The expected output is exactly the lines below, starting at the line with "Target: white lungi" and ending at the line with "form: [[19, 164]].", both included; no other line belongs in it.

** Opening Given data block **

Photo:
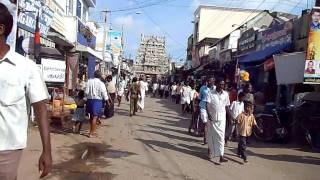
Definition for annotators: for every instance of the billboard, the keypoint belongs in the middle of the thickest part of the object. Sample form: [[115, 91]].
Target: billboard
[[12, 6], [28, 13], [114, 42], [312, 63]]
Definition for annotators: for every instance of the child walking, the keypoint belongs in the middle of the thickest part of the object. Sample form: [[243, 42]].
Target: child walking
[[79, 114], [245, 122]]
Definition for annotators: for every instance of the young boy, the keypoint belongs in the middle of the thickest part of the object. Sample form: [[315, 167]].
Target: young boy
[[236, 108], [245, 122]]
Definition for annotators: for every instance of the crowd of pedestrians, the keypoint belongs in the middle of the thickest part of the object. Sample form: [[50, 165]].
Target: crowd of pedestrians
[[219, 112]]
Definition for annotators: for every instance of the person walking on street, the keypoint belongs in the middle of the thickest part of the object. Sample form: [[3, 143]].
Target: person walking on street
[[155, 87], [19, 79], [121, 90], [185, 97], [143, 89], [95, 92], [204, 90], [178, 93], [111, 89], [195, 114], [134, 93], [217, 104], [245, 122], [173, 92], [236, 108], [80, 112]]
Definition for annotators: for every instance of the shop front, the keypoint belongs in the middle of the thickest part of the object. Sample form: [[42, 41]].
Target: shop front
[[256, 50]]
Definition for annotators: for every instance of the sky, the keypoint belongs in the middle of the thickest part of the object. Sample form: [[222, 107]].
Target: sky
[[172, 18]]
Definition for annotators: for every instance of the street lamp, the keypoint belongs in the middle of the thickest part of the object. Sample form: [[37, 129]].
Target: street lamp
[[122, 45]]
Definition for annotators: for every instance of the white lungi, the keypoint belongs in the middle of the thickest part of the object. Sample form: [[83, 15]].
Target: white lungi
[[216, 134], [204, 115], [216, 104]]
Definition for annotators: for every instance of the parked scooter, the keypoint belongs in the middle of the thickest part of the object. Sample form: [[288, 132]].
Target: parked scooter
[[276, 124]]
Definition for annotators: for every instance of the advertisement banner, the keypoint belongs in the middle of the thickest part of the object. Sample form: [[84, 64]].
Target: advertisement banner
[[53, 70], [12, 6], [114, 42], [27, 16], [312, 64]]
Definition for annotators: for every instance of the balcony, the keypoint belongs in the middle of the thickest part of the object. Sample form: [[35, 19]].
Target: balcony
[[91, 3]]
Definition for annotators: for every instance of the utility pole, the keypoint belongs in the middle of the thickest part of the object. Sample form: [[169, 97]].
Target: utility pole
[[105, 31]]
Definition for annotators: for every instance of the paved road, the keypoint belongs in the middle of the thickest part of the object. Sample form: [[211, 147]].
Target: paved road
[[155, 145]]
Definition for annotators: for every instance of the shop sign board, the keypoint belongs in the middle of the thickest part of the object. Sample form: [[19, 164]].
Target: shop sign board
[[28, 13], [247, 41], [277, 36], [53, 70], [85, 37], [312, 64]]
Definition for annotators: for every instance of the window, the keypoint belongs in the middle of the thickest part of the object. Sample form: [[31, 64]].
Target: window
[[79, 6]]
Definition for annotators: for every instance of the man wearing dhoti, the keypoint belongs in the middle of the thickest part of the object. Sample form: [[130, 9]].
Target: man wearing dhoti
[[217, 102], [143, 90]]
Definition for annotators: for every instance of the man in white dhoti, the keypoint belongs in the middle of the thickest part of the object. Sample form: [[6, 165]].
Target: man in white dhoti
[[121, 90], [143, 90], [217, 102]]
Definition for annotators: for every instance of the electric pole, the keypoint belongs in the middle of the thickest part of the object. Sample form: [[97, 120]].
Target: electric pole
[[105, 31]]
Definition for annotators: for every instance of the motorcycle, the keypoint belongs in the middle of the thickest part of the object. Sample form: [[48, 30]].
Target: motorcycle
[[276, 124], [307, 119]]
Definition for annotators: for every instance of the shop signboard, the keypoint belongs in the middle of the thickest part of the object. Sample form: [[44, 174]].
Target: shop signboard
[[53, 70], [12, 6], [312, 64], [114, 42], [247, 41], [114, 45], [28, 13], [277, 36], [85, 37]]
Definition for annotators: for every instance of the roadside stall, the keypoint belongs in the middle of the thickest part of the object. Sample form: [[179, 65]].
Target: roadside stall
[[60, 106]]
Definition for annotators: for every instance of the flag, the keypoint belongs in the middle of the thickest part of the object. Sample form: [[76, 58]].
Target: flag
[[37, 43]]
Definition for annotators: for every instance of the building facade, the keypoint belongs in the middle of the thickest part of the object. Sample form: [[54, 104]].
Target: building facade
[[151, 58]]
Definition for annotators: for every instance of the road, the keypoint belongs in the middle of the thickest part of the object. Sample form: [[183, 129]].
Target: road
[[155, 145]]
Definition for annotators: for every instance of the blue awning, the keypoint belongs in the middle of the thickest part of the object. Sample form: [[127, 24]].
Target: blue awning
[[263, 54]]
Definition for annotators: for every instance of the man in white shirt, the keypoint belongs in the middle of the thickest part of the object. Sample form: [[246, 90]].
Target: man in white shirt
[[217, 104], [143, 89], [173, 92], [96, 92], [185, 97], [20, 79]]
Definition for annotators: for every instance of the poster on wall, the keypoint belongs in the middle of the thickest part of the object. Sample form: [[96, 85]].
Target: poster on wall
[[27, 16], [312, 64], [53, 70], [12, 6]]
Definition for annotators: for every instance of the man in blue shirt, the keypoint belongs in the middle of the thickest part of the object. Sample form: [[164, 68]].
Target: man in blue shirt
[[207, 85]]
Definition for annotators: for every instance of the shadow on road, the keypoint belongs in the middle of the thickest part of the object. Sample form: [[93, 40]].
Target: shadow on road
[[166, 145], [87, 162]]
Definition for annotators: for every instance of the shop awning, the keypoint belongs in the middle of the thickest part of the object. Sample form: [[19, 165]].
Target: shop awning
[[262, 54], [89, 50]]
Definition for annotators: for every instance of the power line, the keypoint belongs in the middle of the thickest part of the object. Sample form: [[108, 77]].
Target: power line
[[165, 32]]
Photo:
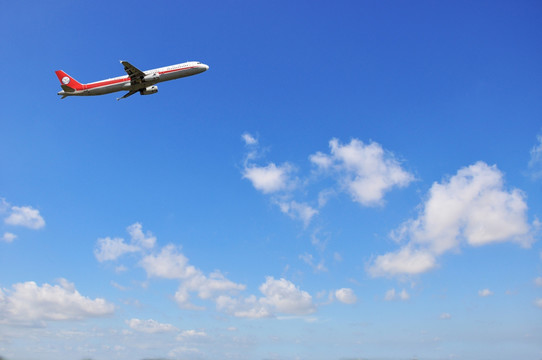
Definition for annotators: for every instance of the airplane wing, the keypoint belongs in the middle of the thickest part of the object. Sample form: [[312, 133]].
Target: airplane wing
[[134, 73], [130, 93]]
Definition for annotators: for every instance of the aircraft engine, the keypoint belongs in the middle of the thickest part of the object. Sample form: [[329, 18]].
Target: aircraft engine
[[149, 90], [151, 77]]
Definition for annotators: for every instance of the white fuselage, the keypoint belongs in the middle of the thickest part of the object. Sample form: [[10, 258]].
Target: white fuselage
[[125, 83]]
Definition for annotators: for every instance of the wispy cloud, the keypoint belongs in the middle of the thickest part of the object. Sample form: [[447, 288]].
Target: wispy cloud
[[150, 326], [109, 249], [365, 171], [471, 208], [393, 295], [28, 303], [279, 297], [8, 237], [24, 216]]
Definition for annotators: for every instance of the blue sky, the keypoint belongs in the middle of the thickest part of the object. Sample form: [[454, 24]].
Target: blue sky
[[352, 180]]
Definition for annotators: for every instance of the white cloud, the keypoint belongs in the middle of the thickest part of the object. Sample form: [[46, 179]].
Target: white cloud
[[485, 293], [171, 264], [367, 172], [150, 326], [25, 216], [270, 178], [309, 260], [404, 261], [108, 249], [392, 295], [471, 207], [283, 296], [346, 296], [146, 241], [280, 297], [297, 210], [535, 163], [168, 264], [192, 335], [8, 237], [29, 303], [249, 139]]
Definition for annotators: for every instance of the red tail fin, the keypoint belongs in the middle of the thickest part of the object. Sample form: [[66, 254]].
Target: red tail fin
[[66, 81]]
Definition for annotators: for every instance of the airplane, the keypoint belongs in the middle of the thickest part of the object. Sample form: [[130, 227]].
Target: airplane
[[136, 81]]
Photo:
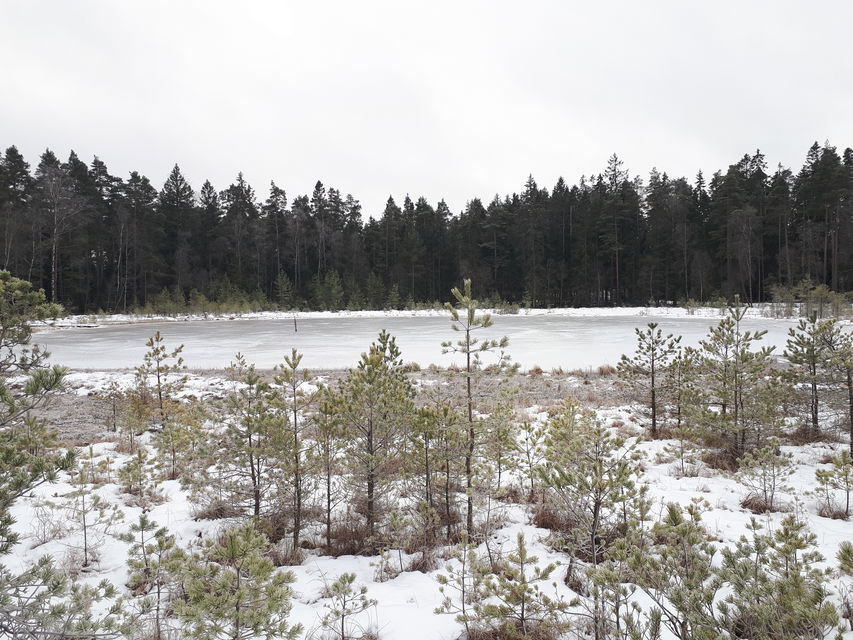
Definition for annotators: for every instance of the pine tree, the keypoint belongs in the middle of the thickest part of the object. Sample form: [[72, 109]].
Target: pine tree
[[232, 591], [839, 477], [296, 398], [807, 353], [149, 556], [592, 478], [345, 602], [513, 602], [738, 384], [162, 371], [465, 320], [645, 372], [764, 471], [374, 408]]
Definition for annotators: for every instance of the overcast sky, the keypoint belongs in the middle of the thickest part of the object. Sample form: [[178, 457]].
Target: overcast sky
[[449, 100]]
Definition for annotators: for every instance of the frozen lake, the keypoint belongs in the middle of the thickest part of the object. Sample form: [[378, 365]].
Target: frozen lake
[[548, 341]]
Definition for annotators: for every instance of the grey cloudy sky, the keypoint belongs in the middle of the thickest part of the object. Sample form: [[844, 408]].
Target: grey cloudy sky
[[441, 99]]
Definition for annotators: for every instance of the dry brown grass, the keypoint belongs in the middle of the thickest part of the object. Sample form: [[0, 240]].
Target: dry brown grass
[[217, 510], [757, 504], [832, 511]]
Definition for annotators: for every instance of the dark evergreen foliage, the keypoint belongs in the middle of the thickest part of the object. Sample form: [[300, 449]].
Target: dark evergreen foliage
[[95, 241]]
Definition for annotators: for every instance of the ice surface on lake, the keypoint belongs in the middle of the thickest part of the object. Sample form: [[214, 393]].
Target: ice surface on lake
[[548, 341]]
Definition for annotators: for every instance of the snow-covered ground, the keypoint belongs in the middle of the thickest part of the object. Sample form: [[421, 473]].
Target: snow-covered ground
[[406, 603], [754, 311]]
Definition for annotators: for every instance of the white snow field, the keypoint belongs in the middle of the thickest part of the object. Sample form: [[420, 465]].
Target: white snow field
[[567, 338], [406, 603]]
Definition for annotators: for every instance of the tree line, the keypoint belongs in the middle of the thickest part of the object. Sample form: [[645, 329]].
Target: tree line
[[95, 241]]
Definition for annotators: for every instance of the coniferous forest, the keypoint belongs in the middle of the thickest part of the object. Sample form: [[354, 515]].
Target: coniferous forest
[[95, 241]]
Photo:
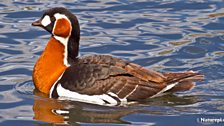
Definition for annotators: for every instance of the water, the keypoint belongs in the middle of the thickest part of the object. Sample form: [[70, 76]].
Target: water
[[167, 36]]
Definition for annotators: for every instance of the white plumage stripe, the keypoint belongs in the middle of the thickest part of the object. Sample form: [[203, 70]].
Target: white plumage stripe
[[103, 99]]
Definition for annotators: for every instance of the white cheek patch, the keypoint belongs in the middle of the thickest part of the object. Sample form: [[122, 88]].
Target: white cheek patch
[[59, 16], [46, 21]]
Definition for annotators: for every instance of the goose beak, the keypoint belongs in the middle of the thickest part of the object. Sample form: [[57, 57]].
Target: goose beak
[[37, 23]]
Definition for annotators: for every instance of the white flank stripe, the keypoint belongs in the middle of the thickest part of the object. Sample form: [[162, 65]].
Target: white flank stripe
[[52, 88], [94, 99], [168, 87]]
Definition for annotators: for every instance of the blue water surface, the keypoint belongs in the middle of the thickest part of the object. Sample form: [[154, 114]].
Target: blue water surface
[[163, 35]]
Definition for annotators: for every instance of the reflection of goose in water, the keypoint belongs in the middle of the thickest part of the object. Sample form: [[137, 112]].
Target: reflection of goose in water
[[71, 112], [63, 112]]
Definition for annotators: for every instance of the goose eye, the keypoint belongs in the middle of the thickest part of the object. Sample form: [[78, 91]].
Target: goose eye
[[46, 21]]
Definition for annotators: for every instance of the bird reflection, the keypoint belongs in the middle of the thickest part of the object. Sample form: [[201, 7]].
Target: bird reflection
[[70, 112]]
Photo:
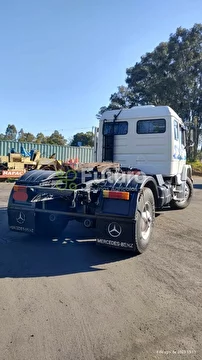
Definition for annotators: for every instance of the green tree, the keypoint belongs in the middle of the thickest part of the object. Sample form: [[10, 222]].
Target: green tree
[[25, 136], [86, 139], [56, 139], [11, 133]]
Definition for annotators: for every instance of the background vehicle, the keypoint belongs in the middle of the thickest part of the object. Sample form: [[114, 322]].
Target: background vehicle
[[140, 166]]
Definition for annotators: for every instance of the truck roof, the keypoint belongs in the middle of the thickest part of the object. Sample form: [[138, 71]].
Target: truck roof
[[148, 111]]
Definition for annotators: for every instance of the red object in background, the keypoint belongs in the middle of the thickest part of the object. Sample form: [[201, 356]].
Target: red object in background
[[12, 174]]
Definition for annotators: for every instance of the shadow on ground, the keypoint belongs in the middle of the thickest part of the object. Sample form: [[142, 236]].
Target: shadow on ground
[[75, 251]]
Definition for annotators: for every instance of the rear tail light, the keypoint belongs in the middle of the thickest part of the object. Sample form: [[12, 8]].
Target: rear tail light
[[121, 195]]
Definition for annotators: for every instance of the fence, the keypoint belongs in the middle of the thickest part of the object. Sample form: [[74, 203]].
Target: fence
[[84, 154]]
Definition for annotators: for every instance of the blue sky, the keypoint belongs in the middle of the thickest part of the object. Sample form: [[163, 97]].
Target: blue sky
[[61, 59]]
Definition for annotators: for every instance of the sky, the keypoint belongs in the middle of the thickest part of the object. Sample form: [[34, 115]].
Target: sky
[[60, 60]]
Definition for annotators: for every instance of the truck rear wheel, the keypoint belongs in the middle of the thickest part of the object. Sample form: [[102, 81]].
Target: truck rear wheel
[[176, 204], [145, 216]]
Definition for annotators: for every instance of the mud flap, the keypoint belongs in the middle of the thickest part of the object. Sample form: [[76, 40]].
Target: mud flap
[[116, 233], [22, 220], [115, 225]]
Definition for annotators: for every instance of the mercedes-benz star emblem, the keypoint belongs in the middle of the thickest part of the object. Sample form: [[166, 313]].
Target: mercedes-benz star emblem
[[114, 229], [21, 218]]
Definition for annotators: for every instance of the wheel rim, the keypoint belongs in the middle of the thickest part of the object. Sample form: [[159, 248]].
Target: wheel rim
[[186, 194], [146, 221]]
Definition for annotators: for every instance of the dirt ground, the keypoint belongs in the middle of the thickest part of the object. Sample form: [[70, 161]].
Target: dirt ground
[[72, 300]]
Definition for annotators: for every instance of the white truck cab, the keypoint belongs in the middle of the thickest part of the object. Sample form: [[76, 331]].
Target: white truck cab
[[151, 138]]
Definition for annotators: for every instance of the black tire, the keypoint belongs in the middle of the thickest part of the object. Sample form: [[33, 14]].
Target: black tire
[[145, 216], [177, 205]]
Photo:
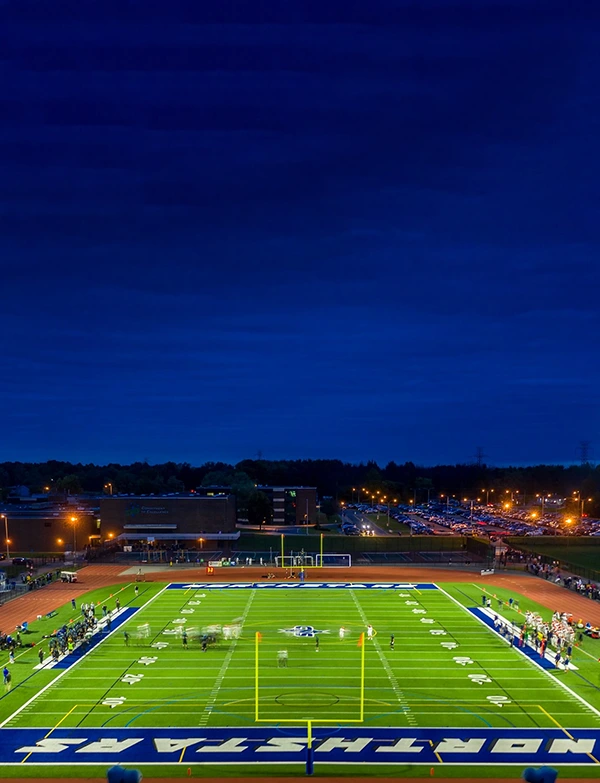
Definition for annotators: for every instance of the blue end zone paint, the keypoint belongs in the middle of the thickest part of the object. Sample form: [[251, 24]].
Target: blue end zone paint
[[301, 585], [544, 663], [99, 637], [271, 745]]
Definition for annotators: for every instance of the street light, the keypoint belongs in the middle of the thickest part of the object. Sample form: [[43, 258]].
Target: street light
[[6, 538], [487, 495]]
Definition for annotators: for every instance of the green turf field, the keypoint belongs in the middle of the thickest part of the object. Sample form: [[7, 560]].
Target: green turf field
[[421, 683]]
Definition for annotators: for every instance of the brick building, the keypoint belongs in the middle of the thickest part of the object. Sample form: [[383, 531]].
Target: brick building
[[172, 519]]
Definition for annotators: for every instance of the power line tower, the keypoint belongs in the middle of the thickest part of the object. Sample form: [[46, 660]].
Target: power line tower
[[479, 456], [585, 451]]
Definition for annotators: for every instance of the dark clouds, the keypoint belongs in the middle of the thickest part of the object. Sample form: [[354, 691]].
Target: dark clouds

** Closing Given data block **

Exercise result »
Target: white lungi
[[216, 134], [204, 115], [216, 104]]
Definition for annotators: for every instance of the parked scooter, the keypoint belongs in the middle of the thickest part of the object. Sample form: [[288, 132]].
Target: parked scooter
[[276, 124]]
Definition for annotators: for every instance of the advertisement banner, the keypoint belongs in the middle of the thickest part of the object. Sample form: [[84, 64]].
Target: advertisement banner
[[53, 70], [12, 6], [114, 42], [27, 16], [312, 64]]
Definition for annotators: for every instance of the balcony, the keypoint belongs in the middle of the thickest part of the object. Sample form: [[35, 19]].
Target: balcony
[[91, 3]]
Definition for annotators: for every instance of the utility pole, the keypoint belongs in the middle of the thickest part of the object. Sample form: [[169, 97]].
Target: utility pole
[[105, 31]]
Definition for annotators: for every instance of the paved road, the keypoint belongs in the middle of the thickest part of the object. Sample form: [[211, 147]].
Target: paved road
[[155, 145]]
Definition for annotators: for every instance of the shop sign board, the keypoint belongs in the middle of the thickest part of the object. Sample form: [[19, 164]].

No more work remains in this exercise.